### WHAT THIS TASK INVOLVES
The records that follow must be reproduced in full, exactly as written.

### Natural language region descriptions
<<<<
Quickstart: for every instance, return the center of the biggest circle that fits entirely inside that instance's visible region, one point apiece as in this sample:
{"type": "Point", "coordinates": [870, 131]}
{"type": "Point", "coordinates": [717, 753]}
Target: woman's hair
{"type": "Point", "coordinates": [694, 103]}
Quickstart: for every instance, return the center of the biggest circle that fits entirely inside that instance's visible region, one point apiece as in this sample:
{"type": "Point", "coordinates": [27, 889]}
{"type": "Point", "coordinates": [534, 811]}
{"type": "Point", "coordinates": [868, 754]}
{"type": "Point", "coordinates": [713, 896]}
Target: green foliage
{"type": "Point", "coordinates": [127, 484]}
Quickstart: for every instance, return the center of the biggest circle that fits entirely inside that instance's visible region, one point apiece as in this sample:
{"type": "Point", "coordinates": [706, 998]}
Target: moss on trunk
>>>>
### ANSWER TO THE PROBLEM
Quickstart: for every instance, return the center of the biggest circle that fits entirely inside that instance's visible region, one point apiece as in this sample:
{"type": "Point", "coordinates": [870, 131]}
{"type": "Point", "coordinates": [717, 753]}
Target: woman's hair
{"type": "Point", "coordinates": [694, 103]}
Quickstart: for every instance, return the center of the biggest circle that fits entirely inside that instance's visible region, one point apiece as in this sample:
{"type": "Point", "coordinates": [27, 889]}
{"type": "Point", "coordinates": [534, 811]}
{"type": "Point", "coordinates": [868, 754]}
{"type": "Point", "coordinates": [713, 896]}
Target: green foliage
{"type": "Point", "coordinates": [127, 484]}
Quickstart: for every instance, return the center of the biggest circle that fits entirely inside that instance's visible region, one point apiece as in this sample:
{"type": "Point", "coordinates": [706, 998]}
Target: moss on trunk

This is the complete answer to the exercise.